[Start of Attachment]

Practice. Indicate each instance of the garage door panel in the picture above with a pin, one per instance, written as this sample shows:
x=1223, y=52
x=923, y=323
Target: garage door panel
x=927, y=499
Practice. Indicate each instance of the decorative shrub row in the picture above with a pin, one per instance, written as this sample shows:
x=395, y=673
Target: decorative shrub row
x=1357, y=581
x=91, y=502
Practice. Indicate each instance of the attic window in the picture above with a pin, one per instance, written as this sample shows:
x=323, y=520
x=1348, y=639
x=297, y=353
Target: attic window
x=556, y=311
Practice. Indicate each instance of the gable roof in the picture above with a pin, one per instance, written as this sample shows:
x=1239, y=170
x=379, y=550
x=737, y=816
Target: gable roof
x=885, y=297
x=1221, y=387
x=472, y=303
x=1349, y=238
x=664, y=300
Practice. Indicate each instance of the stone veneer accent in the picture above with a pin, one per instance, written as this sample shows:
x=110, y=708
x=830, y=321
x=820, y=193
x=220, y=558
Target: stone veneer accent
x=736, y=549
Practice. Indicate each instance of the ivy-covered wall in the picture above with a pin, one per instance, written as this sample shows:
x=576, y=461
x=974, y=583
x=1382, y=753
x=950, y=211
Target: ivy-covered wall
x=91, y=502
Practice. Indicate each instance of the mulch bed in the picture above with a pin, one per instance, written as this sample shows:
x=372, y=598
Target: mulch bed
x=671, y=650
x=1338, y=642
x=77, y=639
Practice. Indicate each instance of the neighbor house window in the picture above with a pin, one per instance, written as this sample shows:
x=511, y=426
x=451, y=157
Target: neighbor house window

[End of Attachment]

### Description of the task
The lines above starting at the one that contains "Practice. Indicate each instance of the stone" and ending at the one that contains "x=950, y=211" must be transcribed exactly, and no other lines may appear.

### Written answer
Practice. Indicate each instance of the stone veneer accent in the picture above with a pin, one per instance, written as this sample shows:
x=110, y=708
x=830, y=321
x=820, y=193
x=220, y=558
Target: stone veneer accent
x=736, y=549
Practice. Indicate each instance of the ivy-covered wall in the picture above with a pin, one per instance, written as this sample shows:
x=576, y=461
x=974, y=583
x=1382, y=753
x=950, y=211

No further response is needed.